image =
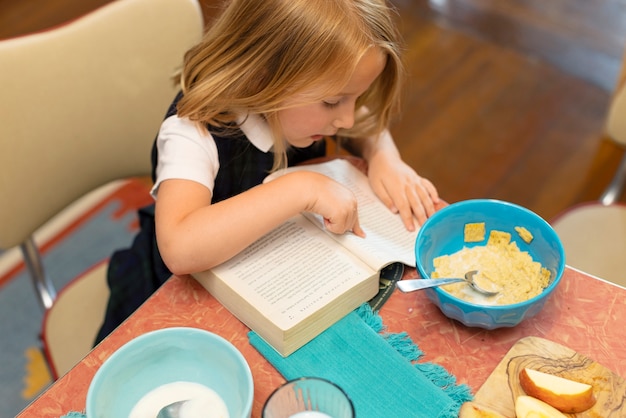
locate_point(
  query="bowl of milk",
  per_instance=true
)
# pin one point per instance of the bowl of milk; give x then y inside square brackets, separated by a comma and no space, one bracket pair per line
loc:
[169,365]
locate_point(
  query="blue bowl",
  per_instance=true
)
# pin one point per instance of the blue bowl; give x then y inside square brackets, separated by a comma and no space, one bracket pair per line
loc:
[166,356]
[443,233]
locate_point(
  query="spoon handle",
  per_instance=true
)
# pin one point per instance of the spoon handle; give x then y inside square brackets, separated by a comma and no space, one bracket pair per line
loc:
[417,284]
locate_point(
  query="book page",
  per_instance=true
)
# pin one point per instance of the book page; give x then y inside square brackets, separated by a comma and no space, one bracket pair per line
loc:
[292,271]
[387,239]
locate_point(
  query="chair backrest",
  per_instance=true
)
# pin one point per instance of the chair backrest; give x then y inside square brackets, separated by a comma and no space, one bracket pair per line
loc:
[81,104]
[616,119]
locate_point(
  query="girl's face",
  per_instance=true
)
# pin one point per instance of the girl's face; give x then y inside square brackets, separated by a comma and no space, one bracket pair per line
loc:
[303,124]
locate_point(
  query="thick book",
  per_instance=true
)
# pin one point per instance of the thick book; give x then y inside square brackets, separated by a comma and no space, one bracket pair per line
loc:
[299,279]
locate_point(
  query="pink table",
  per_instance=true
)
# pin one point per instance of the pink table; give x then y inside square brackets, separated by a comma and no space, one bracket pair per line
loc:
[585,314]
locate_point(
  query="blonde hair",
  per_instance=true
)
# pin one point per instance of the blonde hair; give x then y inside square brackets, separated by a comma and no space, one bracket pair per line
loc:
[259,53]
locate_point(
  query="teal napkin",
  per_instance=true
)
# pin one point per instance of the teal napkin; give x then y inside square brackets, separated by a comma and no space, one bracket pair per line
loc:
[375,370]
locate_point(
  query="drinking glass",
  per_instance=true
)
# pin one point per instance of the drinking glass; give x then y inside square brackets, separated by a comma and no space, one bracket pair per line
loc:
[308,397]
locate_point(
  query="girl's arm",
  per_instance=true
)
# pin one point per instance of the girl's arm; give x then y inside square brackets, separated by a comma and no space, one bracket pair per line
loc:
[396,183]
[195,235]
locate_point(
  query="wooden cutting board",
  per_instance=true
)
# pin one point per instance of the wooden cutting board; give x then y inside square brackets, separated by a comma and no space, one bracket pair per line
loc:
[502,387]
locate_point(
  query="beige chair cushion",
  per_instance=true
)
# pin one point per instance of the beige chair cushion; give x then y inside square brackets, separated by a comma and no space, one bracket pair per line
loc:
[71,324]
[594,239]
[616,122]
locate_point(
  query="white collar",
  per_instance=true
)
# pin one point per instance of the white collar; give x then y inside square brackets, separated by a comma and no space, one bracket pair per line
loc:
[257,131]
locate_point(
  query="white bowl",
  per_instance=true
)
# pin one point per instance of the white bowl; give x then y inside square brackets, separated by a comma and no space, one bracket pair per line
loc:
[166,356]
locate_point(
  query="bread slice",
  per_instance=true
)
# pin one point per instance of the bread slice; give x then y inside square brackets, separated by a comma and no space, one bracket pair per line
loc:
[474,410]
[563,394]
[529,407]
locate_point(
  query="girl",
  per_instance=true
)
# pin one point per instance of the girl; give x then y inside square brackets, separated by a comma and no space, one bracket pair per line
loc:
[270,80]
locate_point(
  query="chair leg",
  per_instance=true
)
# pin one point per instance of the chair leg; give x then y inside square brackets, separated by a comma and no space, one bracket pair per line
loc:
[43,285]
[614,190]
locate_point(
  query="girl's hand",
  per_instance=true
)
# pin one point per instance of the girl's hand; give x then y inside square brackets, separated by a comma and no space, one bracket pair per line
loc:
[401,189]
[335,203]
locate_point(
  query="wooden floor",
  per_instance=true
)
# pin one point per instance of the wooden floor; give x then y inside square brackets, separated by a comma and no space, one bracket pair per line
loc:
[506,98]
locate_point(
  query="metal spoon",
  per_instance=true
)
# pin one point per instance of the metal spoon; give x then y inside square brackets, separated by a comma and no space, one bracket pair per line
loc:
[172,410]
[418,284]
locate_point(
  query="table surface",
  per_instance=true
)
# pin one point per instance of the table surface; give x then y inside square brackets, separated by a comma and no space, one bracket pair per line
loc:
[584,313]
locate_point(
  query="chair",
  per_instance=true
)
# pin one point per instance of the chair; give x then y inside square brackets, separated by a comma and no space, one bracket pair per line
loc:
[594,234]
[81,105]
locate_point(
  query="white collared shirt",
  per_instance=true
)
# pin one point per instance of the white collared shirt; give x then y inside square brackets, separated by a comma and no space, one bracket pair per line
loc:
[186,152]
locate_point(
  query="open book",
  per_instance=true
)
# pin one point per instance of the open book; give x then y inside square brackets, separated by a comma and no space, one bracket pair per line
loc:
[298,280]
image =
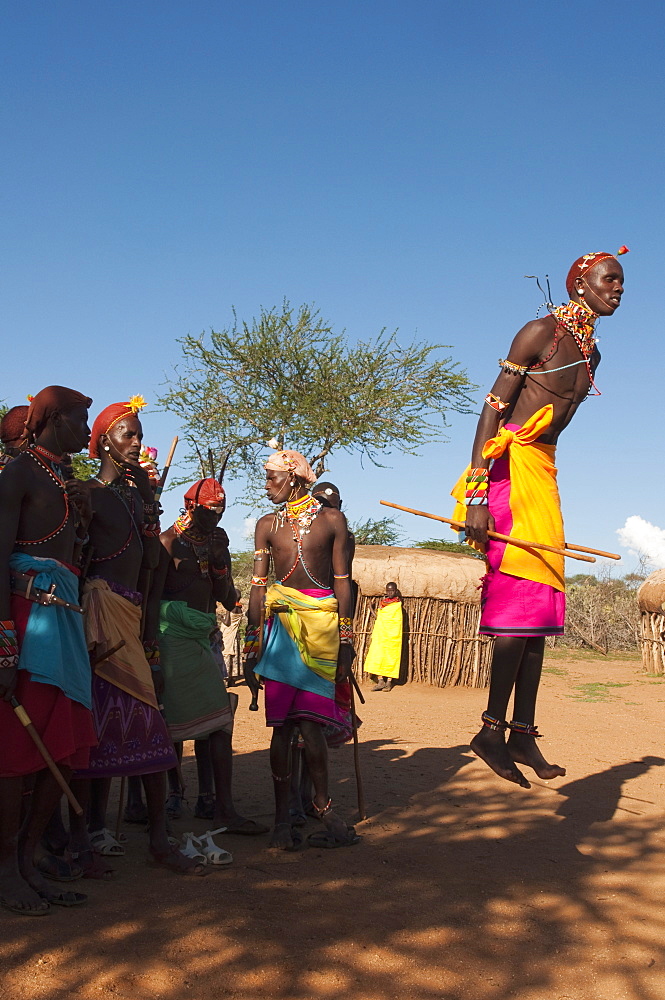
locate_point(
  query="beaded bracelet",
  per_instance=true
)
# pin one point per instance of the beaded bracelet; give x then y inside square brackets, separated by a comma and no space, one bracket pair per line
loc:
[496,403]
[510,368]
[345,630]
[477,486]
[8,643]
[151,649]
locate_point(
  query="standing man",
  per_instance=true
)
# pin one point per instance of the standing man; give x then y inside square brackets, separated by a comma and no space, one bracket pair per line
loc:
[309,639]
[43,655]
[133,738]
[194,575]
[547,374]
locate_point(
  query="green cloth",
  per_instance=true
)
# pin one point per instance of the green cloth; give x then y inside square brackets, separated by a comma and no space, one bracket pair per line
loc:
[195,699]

------------------------------------

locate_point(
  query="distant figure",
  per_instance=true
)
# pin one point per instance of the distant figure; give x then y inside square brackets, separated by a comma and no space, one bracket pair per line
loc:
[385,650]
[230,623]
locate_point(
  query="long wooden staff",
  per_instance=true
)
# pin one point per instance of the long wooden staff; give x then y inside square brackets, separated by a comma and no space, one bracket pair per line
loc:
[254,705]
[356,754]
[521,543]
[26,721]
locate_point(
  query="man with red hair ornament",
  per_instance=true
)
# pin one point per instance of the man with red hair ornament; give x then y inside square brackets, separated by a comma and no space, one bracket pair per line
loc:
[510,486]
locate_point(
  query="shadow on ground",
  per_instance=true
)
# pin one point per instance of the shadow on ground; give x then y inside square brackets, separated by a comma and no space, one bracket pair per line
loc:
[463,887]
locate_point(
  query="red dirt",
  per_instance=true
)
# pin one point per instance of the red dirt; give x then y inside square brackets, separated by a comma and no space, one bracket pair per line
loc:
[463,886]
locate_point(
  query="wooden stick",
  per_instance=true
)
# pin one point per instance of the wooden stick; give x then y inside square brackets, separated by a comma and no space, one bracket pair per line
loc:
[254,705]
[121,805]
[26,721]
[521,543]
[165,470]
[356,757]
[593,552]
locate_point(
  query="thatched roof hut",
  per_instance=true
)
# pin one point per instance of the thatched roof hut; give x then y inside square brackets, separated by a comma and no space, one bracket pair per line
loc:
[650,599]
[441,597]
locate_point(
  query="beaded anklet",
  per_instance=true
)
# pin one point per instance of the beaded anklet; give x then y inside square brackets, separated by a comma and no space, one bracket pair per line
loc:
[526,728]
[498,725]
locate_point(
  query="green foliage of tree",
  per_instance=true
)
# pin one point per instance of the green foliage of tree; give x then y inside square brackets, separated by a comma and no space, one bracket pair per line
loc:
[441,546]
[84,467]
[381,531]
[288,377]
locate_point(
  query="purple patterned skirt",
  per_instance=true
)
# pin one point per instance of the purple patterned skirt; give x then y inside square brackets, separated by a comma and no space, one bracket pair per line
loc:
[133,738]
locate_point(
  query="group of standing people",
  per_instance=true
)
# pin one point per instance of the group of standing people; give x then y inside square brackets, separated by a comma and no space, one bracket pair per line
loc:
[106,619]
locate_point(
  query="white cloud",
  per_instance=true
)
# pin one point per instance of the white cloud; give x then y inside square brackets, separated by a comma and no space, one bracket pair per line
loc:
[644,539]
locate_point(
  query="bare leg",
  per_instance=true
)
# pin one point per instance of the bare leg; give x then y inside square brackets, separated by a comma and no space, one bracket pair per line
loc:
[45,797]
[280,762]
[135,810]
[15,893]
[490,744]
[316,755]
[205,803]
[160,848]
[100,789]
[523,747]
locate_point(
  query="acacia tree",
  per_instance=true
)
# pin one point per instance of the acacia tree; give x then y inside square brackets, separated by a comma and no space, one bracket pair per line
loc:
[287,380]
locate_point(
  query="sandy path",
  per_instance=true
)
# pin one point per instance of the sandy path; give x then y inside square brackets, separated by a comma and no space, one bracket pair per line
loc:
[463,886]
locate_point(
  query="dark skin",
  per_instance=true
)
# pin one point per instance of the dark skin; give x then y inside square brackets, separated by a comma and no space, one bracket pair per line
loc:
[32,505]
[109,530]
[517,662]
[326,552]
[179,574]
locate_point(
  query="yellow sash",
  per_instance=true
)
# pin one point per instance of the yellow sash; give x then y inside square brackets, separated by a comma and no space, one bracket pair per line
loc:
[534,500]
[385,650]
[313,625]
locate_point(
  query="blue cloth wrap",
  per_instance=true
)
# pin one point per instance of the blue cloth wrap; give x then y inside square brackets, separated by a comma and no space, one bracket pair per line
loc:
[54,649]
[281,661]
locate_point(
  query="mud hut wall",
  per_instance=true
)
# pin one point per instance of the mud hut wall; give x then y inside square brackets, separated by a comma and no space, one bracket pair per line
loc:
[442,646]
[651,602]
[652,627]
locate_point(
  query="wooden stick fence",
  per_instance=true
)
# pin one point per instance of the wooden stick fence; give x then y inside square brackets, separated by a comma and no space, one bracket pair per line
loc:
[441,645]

------------------------------------

● **TASK STATEMENT**:
Gather each line in these records that contains the string "dirt".

● **RESULT**:
  query="red dirt",
# pin one point per instance of the red dirt; give x then y inside square brackets, separated by a comma and no space, one bracket pair per line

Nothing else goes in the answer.